Selected extract
* START *

Institutional Framework

Compiled by:
Doerte Peters (seecon international gmbh)

Executive Summary

Frameworks for sustainable sanitation and water management are a crucial pre-condition for the implementation of any sanitation and water management intervention measure, as they are the basis for their success and sustainability. Basically, the framework is determined by national, provincial and local policies and legislation (‘legal framework’) that constitute the “rules of the game”. It also includes the institutions and organisations (‘institutional framework’) with forums and mechanisms, information and capacity building, created to establish these “rules of the game” and to facilitate and exercise stakeholder participation (GWP 2008).

Framework Issues

When implementing water and sanitation measures ― including both hardware and software measures ― a framework that ensures the success of the implementation and its sustainability is needed. Without a political/legal and an institutional framework, the success any measure might be undermined by problems with legislation or missing institutions (e.g. for monitoring or enforcement) making sure the measures are implemented in a successful and sustainable way.
A proper framework is determined by national, provincial and local policies and legislation (‘legal framework’) (see policies and legal framework) that constitutes the “rules of the game” and facilitates all stakeholders to play their respective roles. The framework also includes the institutions and organisations (‘institutional framework’) created to establish these “rules of the game” and to facilitate and exercise stakeholder participation (GWP 2008).

Institutional Framework

The term “institutional framework” refers to a set of formal organisational structures, rules and informal norms for service provision. In the field of water and sanitation management, an institutional framework involves outlining the responsibilities of service institutions for various aspects of the sector (IEES 2006).

An institutional framework for sanitation and water management consists of a range of different organisations that are in place (or need to be in place) to develop and manage water resources and the delivery of water and sanitation services at different levels of society. They include: service providers, regulatory and enforcement bodies, local authorities, the private sector, civil society institutions, community-based organisations and NGOs, etc. (GWP 2008).

 

 WSP (2002)

The lack of a sound institutional framework is the root cause of many failures in service delivery — and a major cause of failed water and sanitation provision. Source: WSP (2002)

* END *

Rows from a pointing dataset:
* START *

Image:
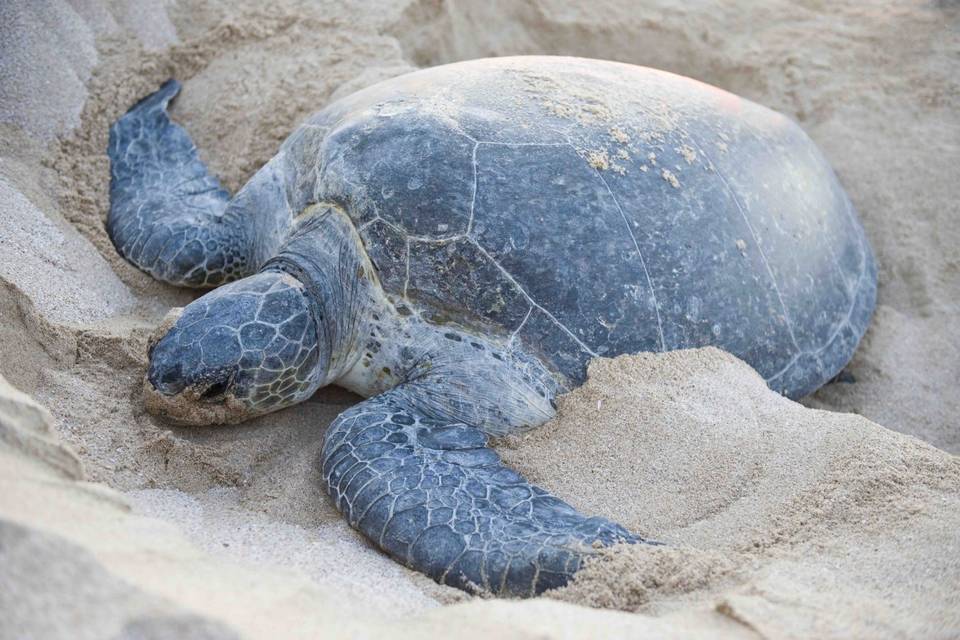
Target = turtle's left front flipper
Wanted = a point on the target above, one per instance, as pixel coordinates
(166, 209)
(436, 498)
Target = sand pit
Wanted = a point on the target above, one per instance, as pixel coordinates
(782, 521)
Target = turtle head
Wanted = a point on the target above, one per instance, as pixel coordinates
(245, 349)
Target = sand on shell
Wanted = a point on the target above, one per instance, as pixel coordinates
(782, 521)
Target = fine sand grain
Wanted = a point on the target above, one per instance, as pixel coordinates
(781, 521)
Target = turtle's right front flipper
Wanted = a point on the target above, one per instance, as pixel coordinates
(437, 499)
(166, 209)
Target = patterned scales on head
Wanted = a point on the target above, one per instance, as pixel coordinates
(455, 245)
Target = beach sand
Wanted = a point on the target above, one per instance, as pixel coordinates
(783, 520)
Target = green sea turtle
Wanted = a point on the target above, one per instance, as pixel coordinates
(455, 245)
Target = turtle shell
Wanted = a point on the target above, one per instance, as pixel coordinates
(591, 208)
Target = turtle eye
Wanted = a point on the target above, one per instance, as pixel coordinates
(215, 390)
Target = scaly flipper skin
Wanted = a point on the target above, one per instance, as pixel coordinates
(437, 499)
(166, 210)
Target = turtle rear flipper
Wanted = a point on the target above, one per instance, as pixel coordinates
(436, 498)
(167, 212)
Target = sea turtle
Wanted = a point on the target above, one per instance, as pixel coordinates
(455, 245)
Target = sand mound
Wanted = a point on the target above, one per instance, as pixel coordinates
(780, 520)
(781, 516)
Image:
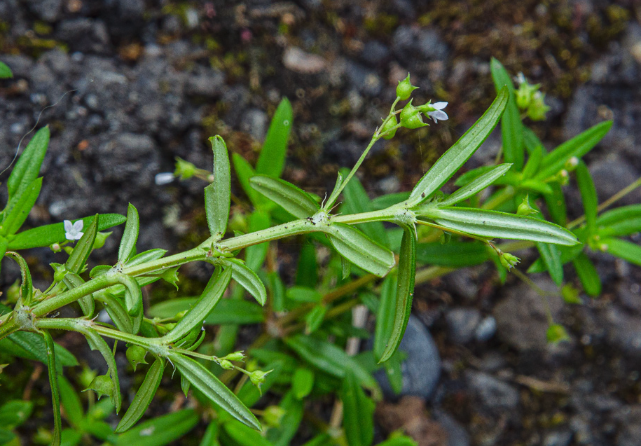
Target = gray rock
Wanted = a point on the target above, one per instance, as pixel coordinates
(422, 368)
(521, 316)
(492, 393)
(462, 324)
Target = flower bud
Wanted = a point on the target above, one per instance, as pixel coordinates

* END *
* START *

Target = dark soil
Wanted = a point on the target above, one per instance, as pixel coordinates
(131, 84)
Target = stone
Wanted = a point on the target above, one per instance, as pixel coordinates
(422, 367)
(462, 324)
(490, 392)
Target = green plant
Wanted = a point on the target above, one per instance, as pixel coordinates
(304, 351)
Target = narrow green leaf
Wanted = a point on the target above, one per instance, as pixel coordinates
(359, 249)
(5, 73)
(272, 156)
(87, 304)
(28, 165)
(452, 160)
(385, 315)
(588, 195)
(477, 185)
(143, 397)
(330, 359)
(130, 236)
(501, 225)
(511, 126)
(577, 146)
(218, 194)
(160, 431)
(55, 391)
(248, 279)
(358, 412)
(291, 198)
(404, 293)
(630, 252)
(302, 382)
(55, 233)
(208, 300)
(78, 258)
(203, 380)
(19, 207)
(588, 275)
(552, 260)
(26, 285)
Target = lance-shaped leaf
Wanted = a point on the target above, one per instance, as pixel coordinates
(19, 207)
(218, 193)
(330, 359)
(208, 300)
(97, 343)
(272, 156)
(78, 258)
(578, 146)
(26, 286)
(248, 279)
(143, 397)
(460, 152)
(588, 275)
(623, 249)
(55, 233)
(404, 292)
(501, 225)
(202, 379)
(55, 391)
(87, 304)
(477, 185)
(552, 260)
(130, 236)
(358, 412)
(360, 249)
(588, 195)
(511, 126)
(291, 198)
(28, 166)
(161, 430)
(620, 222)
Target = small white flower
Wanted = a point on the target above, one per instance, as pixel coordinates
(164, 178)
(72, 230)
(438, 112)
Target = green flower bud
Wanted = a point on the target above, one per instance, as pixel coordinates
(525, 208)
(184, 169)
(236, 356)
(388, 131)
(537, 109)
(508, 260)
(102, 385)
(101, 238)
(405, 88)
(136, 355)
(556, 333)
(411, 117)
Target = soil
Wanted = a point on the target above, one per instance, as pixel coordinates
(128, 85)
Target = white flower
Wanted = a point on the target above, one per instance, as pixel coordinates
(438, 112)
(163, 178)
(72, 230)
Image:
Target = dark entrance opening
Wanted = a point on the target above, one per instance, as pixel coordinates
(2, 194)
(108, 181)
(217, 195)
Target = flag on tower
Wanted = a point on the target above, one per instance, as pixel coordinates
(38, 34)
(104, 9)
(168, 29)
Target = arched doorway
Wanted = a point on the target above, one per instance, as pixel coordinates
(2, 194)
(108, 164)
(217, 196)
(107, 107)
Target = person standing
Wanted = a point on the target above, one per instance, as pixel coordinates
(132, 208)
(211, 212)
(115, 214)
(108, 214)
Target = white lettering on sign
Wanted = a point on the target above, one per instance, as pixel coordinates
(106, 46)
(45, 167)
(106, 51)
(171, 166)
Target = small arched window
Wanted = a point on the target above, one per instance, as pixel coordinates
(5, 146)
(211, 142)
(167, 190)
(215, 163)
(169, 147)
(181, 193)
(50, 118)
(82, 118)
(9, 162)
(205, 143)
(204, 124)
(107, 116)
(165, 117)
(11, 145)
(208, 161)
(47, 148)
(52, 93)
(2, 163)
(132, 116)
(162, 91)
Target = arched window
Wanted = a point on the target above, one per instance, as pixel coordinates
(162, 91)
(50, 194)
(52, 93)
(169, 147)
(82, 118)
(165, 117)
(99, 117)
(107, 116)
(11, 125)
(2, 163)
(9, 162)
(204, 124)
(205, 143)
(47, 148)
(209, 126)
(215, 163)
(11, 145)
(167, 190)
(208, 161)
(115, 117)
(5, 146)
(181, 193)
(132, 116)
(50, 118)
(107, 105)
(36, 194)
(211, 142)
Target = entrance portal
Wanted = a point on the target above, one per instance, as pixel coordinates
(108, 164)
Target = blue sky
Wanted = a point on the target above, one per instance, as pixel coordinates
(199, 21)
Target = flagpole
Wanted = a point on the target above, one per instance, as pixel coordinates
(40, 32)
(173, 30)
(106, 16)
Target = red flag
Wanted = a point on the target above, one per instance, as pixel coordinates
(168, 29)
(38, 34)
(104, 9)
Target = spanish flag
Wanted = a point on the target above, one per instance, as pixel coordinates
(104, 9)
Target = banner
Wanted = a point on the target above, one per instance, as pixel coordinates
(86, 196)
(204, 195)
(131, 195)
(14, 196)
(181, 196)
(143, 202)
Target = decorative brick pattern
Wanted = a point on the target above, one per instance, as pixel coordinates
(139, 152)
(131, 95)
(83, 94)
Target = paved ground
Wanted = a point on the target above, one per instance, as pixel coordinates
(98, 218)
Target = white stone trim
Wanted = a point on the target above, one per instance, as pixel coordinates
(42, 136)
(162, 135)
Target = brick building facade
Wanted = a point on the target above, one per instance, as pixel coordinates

* END *
* START *

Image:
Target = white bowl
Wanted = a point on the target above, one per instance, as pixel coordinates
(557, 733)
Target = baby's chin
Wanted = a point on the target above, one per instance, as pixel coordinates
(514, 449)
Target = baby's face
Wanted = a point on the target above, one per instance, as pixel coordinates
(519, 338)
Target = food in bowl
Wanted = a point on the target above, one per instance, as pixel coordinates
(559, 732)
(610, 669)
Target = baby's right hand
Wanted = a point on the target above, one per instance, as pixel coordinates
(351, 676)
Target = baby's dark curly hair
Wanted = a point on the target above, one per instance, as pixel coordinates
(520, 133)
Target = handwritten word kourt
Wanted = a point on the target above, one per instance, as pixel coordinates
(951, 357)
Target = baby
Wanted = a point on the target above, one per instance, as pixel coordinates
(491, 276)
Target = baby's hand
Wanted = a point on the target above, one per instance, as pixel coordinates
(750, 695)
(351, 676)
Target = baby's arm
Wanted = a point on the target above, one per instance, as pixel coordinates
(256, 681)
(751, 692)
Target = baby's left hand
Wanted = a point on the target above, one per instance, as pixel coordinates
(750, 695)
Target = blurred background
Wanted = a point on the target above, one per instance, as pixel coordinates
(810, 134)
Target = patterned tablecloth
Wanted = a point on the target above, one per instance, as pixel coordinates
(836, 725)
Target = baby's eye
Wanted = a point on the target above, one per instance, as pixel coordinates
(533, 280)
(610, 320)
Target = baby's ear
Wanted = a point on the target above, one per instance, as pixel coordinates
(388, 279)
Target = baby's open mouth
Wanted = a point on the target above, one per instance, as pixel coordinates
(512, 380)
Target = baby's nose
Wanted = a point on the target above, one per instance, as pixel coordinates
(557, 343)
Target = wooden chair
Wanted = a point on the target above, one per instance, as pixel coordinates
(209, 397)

* END *

Task requirements
**a.** Reproduce word for word the stretch of the institutional framework text from "An institutional framework for" through "etc. (GWP 2008).".
**b.** Count the lines in the records that contain the string "entrance", treating case as significant, and reply with the number alone.
The text on institutional frameworks and the records were taken from separate sources.

Task answers
**a.**
An institutional framework for sanitation and water management consists of a range of different organisations that are in place (or need to be in place) to develop and manage water resources and the delivery of water and sanitation services at different levels of society. They include: service providers, regulatory and enforcement bodies, local authorities, the private sector, civil society institutions, community-based organisations and NGOs, etc. (GWP 2008).

**b.** 2